Rewrite the lines below with "detection results" changed to "box coordinates" everywhere, keeping everything else the same. Leave the pictures out.

Begin Records provided

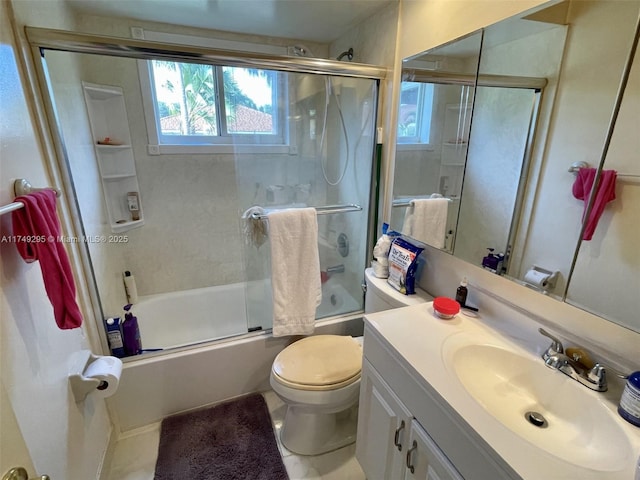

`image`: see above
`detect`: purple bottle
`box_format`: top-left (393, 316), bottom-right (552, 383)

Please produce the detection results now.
top-left (122, 304), bottom-right (142, 356)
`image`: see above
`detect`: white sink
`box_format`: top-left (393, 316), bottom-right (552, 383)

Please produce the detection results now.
top-left (443, 338), bottom-right (632, 471)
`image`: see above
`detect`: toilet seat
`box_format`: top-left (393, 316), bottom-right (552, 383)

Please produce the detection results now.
top-left (272, 335), bottom-right (362, 391)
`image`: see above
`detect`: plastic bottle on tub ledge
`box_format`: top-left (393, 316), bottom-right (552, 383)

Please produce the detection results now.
top-left (122, 304), bottom-right (142, 356)
top-left (371, 223), bottom-right (391, 278)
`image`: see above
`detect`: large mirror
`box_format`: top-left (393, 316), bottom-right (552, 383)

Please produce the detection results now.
top-left (391, 0), bottom-right (640, 331)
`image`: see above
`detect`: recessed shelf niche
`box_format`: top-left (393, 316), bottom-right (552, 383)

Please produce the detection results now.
top-left (82, 82), bottom-right (144, 233)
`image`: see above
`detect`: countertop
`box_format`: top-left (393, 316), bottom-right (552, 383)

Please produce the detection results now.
top-left (365, 302), bottom-right (640, 480)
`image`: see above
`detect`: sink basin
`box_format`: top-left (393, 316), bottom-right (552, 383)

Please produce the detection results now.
top-left (444, 344), bottom-right (632, 471)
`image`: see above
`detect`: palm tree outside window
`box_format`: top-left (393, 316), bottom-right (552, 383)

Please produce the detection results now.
top-left (150, 60), bottom-right (286, 145)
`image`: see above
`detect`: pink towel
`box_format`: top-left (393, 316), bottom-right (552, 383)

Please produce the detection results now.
top-left (12, 190), bottom-right (82, 330)
top-left (573, 168), bottom-right (617, 240)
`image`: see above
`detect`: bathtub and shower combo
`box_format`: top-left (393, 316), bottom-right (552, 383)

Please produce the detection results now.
top-left (27, 25), bottom-right (385, 431)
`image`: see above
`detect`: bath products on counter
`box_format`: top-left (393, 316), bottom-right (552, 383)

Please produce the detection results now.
top-left (122, 304), bottom-right (142, 355)
top-left (618, 372), bottom-right (640, 427)
top-left (456, 277), bottom-right (469, 307)
top-left (387, 237), bottom-right (425, 295)
top-left (433, 297), bottom-right (460, 320)
top-left (104, 317), bottom-right (126, 358)
top-left (124, 270), bottom-right (138, 303)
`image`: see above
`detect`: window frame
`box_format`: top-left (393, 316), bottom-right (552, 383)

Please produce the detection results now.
top-left (138, 52), bottom-right (296, 155)
top-left (396, 82), bottom-right (435, 150)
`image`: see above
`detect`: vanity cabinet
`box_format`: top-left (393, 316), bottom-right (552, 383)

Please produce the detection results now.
top-left (82, 82), bottom-right (144, 233)
top-left (356, 360), bottom-right (462, 480)
top-left (356, 322), bottom-right (520, 480)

End Records provided

• _Exercise result_:
`image`: see above
`detect`: purple bottle
`box_format`: top-left (393, 316), bottom-right (552, 383)

Please produce the box coordinates now.
top-left (122, 304), bottom-right (142, 356)
`image`: see above
`detect`: white sink
`box_format`: top-left (393, 316), bottom-right (552, 383)

Please produce the box coordinates now.
top-left (443, 338), bottom-right (632, 471)
`image`: see above
`detect`: toilet seat
`box_format`: top-left (393, 316), bottom-right (552, 383)

Please produce the box coordinates now.
top-left (272, 335), bottom-right (362, 391)
`image`: see above
`detect`: plastic bottle on tub ledge
`box_format`: top-left (393, 316), bottom-right (552, 383)

Please produce the box coordinates now.
top-left (122, 304), bottom-right (142, 356)
top-left (371, 223), bottom-right (391, 278)
`image`: see above
`detect`: large mirror
`box_format`: top-left (393, 316), bottom-right (552, 383)

Please produce the box coordinates now.
top-left (391, 0), bottom-right (640, 331)
`image`: see above
`detect`: recessed shelf niche
`box_format`: top-left (393, 316), bottom-right (552, 383)

Please produce the box coordinates now.
top-left (82, 82), bottom-right (144, 233)
`image`: see above
`detect`: countertop
`box_format`: top-left (393, 316), bottom-right (552, 383)

Please produce the box coordinates now.
top-left (365, 302), bottom-right (640, 480)
`image`: see above
`detect`: sink basin
`box_format`: top-left (393, 316), bottom-right (552, 383)

Please produce the box coordinates now.
top-left (444, 344), bottom-right (632, 471)
`image`: see above
`detect`: palm tree outside window
`box_format`: top-left (393, 316), bottom-right (552, 383)

Please produce the box coordinates now.
top-left (150, 60), bottom-right (286, 145)
`image`: see above
`detect`: pink towel
`box_format`: top-left (393, 316), bottom-right (552, 383)

Please produce the box coordinates now.
top-left (12, 190), bottom-right (82, 330)
top-left (573, 168), bottom-right (617, 240)
`image`: see above
`detect`: bathtub and shower combo
`box_format`: top-left (393, 316), bottom-right (552, 383)

Please produce the box coordinates now.
top-left (27, 25), bottom-right (385, 431)
`image`: see above
`detect`: bath products on counter
`box_format`: top-left (393, 316), bottom-right (552, 383)

Please produce the box coordinates now.
top-left (122, 304), bottom-right (142, 355)
top-left (618, 372), bottom-right (640, 427)
top-left (456, 277), bottom-right (469, 307)
top-left (387, 237), bottom-right (425, 295)
top-left (433, 297), bottom-right (460, 320)
top-left (104, 317), bottom-right (126, 358)
top-left (124, 270), bottom-right (138, 303)
`image`: see above
`detect`: window frame
`box_format`: top-left (393, 316), bottom-right (552, 383)

Please produce the box coordinates now.
top-left (138, 52), bottom-right (296, 155)
top-left (396, 82), bottom-right (435, 150)
`image`: see above
`detect`: vanity cabinet
`box_format`: top-left (393, 316), bottom-right (552, 383)

Please produce the box coordinates now.
top-left (82, 82), bottom-right (144, 233)
top-left (356, 360), bottom-right (462, 480)
top-left (356, 322), bottom-right (520, 480)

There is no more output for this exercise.